- Source passage:
--*--
Air movement in and around speeds up the process. So if you are the guy who is cutting, splitting and drying three years in advance, you are good.  If so, I have never met anyone like you!    :)   To speed things up you can stack in long rows oriented to get heat from the sun and or wind through the stack.  Also you take a step back every time the stack gets wet so cover well.  Timber green has a video on making a solar kiln with plastic.  i hope to someday build an 8 x 20 solar kiln to dry and store my wood in.  It is recommended to season for at least 1 hot summer.  Also if you get it up off the ground that is good, like with pallets.  if you are on the farm and can make piles to set for years, that is how my uncle does it.  if you like to google stuff, there is an old German i think way to stack like a silo to promote water shedding and air movement.
Timber king 2000, 277c track loader, PJ 32 foot gooseneck, 1976 F700 state dump truck, JD 850 tractor.  2007 Chevy 3500HD dually, home built log splitter 18 horse 28 gpm with 5 inch cylinder and 32 inch split range with conveyor powered by a 12 volt tarp motor

doc henderson

Bandmiller, if you are full of energy you might divide your next wood into two groups, one into a stack and one into a pile.  Stihl has a cheap pin firewood meter and you could do a study and let us know.   :P  If you have really been doing this for fifty years, you prob. already know more about it than I ever will!
Timber king 2000, 277c track loader, PJ 32 foot gooseneck, 1976 F700 state dump truck, JD 850 tractor.  2007 Chevy 3500HD dually, home built log splitter 18 horse 28 gpm with 5 inch cylinder and 32 inch split range with conveyor powered by a 12 volt tarp motor

mike_belben

I pile wood and for certain the center of the pile stays wet after a rain.  If i knock the pile around with the skid steer it dries faster.  The bigger the pile the more the center will stay soggy. 
Praise The Lord

red

I am thinking of a European pile like a pinwheel stacked about 6 ft tall.
Honor the Fallen Thank the Living

red

Holz Hausen firewood stacking
Honor the Fallen Thank the Living

doc henderson

That is right!  Looks like band miller may be looking for an easier way.  
Timber king 2000, 277c track loader, PJ 32 foot gooseneck, 1976 F700 state dump truck, JD 850 tractor.  2007 Chevy 3500HD dually, home built log splitter 18 horse 28 gpm with 5 inch cylinder and 32 inch split range with conveyor powered by a 12 volt tarp motor

bandmiller2

Yup getting older and lazier, I have always stacked in a single row. I try to get a full year for the split wood to dry. My outside furnace is a water tube boiler of my own manufacture with a Dutch oven firebox. It burns vicious hot and will handle semi green wood with no problem but of course it not as efficient as dry wood. Frank C.
--*--
- Information supplied:
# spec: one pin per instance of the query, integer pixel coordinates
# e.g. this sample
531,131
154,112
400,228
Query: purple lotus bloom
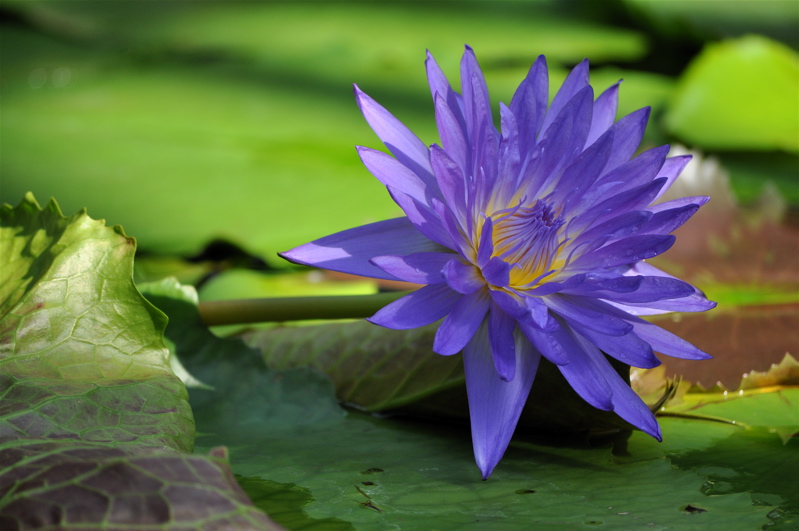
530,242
--*--
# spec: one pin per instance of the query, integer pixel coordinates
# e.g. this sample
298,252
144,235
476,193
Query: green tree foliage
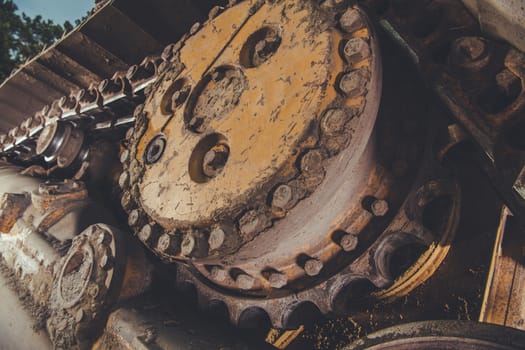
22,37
--*--
- Task list:
(1) Based on the firewood discussion, decide whether each statement agrees with the text, answering yes or no and quoting the deciding words: (a) Seasoning wood for at least one hot summer is recommended. (b) In mike_belben's experience, a bigger pile keeps its center drier. (c) bandmiller2 has always stacked wood in a single row.
(2) Summarize the firewood discussion in three sentences.

- Answers provided:
(1)
(a) Yes: "It is recommended to season for at least 1 hot summer."
(b) No: "The bigger the pile the more the center will stay soggy."
(c) Yes: "I have always stacked in a single row."

(2) Firewood dries faster with air movement, rows placed to catch sun or wind, good cover against rain, and a base off the ground, and seasoning for at least one hot summer is recommended. One participant finds that the center of a pile stays wet after rain, especially in bigger piles, and another describes a European pinwheel-style pile about 6 feet tall and names Holz Hausen firewood stacking. bandmiller2 has always stacked in a single row, tries to give split wood a full year to dry, and burns it in a self-built water tube boiler that handles semi-green wood, though not as efficiently as dry wood.